---------- Data shown

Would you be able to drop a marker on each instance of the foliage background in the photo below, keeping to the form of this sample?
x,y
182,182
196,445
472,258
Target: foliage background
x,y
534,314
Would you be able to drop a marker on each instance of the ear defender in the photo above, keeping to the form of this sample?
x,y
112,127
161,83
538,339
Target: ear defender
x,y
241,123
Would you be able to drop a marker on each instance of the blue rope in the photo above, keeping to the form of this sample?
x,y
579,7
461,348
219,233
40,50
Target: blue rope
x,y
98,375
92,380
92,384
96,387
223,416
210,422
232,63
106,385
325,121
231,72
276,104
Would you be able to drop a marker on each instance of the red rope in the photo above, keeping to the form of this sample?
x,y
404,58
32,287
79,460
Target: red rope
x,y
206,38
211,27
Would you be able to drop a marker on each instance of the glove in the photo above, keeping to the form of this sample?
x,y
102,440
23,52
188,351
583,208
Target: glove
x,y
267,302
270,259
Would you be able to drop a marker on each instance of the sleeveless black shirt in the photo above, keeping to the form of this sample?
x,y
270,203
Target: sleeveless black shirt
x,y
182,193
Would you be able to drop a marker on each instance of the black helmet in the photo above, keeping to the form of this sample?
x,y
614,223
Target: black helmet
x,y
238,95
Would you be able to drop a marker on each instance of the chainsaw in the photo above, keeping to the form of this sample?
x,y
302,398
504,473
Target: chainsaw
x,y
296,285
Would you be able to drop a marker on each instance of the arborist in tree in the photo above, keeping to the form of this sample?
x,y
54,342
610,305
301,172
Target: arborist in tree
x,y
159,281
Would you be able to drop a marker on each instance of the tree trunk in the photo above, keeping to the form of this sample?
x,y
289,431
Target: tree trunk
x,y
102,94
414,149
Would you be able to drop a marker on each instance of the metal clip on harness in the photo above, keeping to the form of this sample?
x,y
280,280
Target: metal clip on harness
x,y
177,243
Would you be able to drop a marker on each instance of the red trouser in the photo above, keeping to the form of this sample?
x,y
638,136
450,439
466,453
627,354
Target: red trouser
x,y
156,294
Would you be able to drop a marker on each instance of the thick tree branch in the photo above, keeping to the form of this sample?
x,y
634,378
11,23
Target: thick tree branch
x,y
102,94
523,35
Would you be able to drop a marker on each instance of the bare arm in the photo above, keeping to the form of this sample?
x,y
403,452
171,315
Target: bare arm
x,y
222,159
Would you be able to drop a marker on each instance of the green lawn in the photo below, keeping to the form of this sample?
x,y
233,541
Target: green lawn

--------------------

§ **Aim of the task**: Switch "green lawn" to "grass field" in the lines from the one with "of the green" through the last line above, and give those lines back with nothing else changed.

§ **Task response**:
Would you be able to drop a marker on each instance of the grass field in the photo below, keeping to the form of this sample?
x,y
233,541
Target: grass field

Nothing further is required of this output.